- **AIM OF THE TASK**
First find the line with "Note: point to every instance of the santa claus" in the entries below, then set down exactly every line through the line with "Note: point to every instance of the gingerbread wall", that line included.

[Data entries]
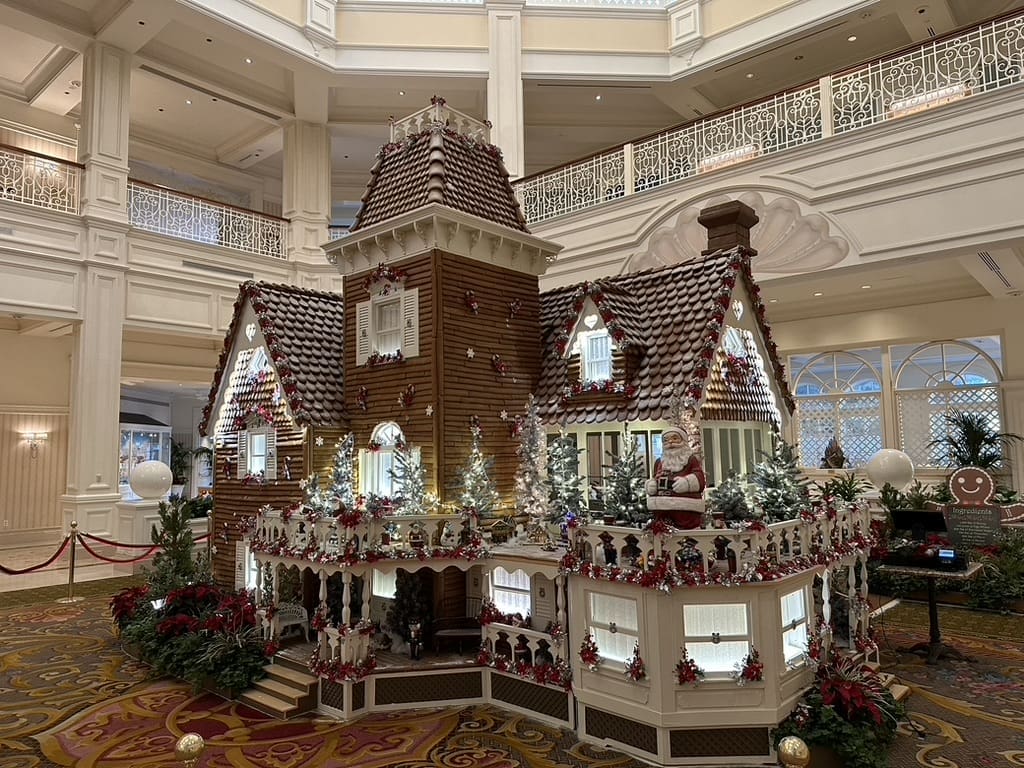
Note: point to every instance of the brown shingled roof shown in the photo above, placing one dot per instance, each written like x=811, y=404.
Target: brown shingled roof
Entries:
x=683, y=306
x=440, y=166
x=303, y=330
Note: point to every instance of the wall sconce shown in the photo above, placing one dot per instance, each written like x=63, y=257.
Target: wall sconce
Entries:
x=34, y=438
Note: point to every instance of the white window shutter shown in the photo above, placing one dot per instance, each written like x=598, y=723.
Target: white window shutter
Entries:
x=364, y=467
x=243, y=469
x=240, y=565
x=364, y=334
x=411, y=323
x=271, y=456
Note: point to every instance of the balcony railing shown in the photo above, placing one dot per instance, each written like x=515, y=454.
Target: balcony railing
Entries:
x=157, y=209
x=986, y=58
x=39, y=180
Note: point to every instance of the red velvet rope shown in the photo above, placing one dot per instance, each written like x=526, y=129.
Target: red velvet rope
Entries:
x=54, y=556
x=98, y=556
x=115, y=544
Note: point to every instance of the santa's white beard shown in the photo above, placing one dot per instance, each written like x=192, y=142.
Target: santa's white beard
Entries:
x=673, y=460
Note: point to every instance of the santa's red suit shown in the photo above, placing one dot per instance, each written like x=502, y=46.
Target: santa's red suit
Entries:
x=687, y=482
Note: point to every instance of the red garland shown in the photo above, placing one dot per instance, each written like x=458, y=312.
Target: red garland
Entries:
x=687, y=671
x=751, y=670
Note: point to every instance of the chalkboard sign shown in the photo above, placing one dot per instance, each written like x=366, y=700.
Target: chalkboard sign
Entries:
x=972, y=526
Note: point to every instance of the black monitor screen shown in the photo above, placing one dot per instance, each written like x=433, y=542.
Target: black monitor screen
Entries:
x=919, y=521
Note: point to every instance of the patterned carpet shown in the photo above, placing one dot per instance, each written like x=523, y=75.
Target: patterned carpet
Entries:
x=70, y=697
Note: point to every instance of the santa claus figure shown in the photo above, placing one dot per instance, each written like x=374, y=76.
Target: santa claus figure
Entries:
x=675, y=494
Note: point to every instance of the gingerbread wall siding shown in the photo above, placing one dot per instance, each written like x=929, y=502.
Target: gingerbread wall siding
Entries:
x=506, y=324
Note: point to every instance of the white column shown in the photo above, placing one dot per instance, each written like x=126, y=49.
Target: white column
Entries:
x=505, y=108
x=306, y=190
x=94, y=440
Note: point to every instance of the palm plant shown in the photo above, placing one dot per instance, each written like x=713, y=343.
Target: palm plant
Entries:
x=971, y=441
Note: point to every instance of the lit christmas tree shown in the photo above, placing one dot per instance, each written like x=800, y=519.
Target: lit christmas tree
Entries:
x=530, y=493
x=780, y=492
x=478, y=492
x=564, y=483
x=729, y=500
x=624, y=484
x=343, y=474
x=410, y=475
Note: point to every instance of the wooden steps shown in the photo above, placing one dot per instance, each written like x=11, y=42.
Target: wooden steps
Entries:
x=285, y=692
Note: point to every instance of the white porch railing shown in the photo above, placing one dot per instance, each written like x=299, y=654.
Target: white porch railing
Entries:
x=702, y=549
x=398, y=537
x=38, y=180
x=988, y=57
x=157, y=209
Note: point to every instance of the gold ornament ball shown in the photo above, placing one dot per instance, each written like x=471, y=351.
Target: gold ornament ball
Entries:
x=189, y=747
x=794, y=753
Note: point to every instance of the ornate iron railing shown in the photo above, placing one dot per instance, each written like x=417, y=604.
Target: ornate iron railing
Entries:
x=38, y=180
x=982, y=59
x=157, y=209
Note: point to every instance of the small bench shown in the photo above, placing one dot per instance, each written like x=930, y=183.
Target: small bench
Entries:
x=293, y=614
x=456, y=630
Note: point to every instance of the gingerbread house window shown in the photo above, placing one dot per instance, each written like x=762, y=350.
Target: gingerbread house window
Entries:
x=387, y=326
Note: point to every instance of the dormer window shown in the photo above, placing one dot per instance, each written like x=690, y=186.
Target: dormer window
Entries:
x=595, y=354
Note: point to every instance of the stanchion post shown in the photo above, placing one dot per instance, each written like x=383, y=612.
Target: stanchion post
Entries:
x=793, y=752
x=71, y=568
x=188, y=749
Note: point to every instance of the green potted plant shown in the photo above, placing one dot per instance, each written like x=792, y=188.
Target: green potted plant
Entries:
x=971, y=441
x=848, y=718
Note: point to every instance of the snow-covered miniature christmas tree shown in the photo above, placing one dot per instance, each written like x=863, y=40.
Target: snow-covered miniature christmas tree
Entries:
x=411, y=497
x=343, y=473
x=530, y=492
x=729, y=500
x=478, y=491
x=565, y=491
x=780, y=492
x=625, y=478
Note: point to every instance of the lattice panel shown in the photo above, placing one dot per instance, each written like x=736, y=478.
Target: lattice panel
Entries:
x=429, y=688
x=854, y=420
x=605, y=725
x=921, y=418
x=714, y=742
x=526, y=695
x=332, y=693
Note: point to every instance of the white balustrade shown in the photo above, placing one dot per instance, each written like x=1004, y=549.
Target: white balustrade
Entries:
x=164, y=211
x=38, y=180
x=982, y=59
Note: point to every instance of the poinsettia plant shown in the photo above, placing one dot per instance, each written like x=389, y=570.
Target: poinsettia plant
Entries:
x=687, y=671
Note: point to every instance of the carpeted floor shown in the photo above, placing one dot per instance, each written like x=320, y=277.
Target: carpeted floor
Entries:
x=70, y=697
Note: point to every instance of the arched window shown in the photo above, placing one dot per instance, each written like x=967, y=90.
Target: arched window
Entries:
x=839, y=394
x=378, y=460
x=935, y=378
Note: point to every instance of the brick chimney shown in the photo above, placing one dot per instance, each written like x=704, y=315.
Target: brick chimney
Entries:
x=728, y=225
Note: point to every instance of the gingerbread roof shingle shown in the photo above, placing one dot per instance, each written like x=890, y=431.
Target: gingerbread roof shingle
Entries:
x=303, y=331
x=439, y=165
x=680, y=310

- **WRITTEN SOLUTION**
Note: point to every instance of the santa claus figure shown in the photo above, placing one dot per instance, each written like x=374, y=76.
Target: santa claus figure
Entries:
x=675, y=494
Note: point to every instance of the gingerbread wall siding shown in the photo above, placing one dot per instance, each written like x=929, y=502.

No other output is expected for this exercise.